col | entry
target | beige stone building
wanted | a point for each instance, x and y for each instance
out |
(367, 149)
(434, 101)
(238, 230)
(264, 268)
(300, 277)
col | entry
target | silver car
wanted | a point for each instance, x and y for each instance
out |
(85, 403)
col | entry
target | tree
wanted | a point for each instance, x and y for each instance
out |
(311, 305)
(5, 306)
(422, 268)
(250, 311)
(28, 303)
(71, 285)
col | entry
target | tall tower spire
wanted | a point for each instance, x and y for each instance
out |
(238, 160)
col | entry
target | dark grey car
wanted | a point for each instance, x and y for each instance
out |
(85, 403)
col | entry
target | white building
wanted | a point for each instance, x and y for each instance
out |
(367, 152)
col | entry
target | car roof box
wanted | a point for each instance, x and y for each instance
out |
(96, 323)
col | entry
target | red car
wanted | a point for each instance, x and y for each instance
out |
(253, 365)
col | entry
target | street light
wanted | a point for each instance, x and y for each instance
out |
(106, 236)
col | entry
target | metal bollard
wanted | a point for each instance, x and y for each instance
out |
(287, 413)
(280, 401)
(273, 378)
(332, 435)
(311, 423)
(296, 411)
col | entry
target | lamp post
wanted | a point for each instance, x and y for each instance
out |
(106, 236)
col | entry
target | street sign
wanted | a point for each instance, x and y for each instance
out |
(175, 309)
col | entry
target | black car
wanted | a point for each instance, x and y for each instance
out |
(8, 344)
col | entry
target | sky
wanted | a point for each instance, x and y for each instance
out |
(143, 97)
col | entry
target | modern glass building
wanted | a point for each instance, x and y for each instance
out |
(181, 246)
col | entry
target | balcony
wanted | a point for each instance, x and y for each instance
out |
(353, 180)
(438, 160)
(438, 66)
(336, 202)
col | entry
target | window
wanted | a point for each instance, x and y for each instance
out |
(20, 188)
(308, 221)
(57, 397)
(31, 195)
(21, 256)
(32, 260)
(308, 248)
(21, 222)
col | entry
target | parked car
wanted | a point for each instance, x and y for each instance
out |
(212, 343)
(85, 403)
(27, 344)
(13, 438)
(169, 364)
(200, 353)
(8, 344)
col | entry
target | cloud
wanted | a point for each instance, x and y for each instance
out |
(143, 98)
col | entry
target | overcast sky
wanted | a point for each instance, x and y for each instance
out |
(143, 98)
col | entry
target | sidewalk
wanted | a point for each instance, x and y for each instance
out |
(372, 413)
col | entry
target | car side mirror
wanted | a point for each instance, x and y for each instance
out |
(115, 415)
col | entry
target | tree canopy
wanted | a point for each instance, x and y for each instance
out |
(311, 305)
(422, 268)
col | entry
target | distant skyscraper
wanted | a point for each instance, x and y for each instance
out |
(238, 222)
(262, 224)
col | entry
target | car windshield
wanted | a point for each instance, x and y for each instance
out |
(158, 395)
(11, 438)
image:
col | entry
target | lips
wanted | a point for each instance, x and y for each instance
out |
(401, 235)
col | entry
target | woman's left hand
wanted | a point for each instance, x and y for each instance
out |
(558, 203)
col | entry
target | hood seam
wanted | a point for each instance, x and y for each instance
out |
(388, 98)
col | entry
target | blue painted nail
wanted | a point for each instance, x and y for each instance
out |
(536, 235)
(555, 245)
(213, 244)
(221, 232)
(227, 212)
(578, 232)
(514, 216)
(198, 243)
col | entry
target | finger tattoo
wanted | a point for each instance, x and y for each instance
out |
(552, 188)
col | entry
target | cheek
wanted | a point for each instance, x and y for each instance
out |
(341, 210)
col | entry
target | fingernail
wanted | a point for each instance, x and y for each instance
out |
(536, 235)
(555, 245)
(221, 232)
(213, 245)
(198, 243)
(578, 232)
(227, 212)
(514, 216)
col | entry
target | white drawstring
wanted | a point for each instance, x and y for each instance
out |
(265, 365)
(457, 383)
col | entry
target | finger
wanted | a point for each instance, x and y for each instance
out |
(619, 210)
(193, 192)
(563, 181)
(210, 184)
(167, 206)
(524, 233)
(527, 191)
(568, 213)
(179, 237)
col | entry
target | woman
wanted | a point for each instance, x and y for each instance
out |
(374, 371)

========================================

- Problem details:
Reproduce the lines of the entries above from the one with "target | dark grey car" to the one with "target | car roof box", both included, exactly and without any other line.

- Output of the exercise:
target | dark grey car
wanted | a point for each instance, x and y for each instance
out |
(85, 403)
col | entry
target | white building
wanted | a point for each instance, x and y for each instance
out |
(367, 152)
col | entry
target | car roof box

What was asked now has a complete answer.